-- start of Data for the task --

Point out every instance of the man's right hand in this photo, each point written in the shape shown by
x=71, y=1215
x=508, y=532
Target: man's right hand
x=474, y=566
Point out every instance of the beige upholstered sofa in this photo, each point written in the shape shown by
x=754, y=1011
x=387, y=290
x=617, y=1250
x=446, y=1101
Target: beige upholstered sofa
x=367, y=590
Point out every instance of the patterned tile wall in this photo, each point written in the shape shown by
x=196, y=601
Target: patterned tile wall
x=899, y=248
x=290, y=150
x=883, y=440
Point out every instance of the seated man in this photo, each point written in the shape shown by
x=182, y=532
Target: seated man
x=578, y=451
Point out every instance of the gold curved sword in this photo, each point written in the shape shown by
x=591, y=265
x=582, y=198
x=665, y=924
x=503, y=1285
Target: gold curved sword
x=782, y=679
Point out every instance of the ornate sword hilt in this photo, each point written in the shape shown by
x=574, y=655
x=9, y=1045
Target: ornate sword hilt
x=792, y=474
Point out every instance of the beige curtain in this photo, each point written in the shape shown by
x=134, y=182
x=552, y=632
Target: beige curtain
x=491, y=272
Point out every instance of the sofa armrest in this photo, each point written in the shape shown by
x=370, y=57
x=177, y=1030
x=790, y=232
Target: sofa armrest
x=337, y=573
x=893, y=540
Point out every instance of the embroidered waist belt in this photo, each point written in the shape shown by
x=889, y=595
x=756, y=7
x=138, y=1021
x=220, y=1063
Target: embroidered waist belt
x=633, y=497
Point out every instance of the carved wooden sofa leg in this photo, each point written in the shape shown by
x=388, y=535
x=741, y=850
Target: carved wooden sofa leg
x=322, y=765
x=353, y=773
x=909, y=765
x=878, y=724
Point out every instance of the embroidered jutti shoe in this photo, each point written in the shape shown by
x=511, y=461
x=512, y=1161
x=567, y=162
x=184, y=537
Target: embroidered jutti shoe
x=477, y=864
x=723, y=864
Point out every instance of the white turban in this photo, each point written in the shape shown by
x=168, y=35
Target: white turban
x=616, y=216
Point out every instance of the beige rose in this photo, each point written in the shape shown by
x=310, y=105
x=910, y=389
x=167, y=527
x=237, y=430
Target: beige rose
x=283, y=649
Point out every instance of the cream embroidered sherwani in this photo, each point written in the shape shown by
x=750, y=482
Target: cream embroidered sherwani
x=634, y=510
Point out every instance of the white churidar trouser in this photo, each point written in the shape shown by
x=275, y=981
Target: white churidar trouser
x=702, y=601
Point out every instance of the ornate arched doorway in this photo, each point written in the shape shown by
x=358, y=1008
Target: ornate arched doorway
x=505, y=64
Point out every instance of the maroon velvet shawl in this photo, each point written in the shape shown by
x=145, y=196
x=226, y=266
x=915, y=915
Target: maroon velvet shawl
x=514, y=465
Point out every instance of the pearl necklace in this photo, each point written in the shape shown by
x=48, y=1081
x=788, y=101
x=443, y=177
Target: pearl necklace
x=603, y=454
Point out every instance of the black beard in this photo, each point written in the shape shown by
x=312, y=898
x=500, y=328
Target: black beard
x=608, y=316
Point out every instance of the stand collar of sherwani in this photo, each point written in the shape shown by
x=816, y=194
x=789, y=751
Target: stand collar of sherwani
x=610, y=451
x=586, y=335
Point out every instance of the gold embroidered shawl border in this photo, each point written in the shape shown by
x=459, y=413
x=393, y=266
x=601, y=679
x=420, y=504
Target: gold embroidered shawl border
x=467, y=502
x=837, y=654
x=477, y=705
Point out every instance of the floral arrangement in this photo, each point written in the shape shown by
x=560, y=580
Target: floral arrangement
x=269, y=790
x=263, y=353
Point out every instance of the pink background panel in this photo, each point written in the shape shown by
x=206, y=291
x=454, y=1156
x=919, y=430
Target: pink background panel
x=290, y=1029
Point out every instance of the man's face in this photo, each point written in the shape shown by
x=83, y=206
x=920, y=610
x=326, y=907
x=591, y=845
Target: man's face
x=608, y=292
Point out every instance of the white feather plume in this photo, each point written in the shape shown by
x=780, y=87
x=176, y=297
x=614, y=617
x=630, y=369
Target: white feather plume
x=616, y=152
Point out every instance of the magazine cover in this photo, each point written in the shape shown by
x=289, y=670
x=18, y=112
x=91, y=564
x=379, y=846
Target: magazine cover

-- end of Data for the task --

Given instruction
Copy the stretch of the records above from the line containing "Point out every instance of the pearl" through the line containing "x=603, y=454", keeping every line. Shift each answer coordinate by adding 50 to both its x and y values, and leave all other lines unchanged.

Written solution
Point out every instance of the pearl necklace in this photo, each point written in the shape shown by
x=48, y=1081
x=788, y=101
x=443, y=177
Target: pearl necklace
x=653, y=504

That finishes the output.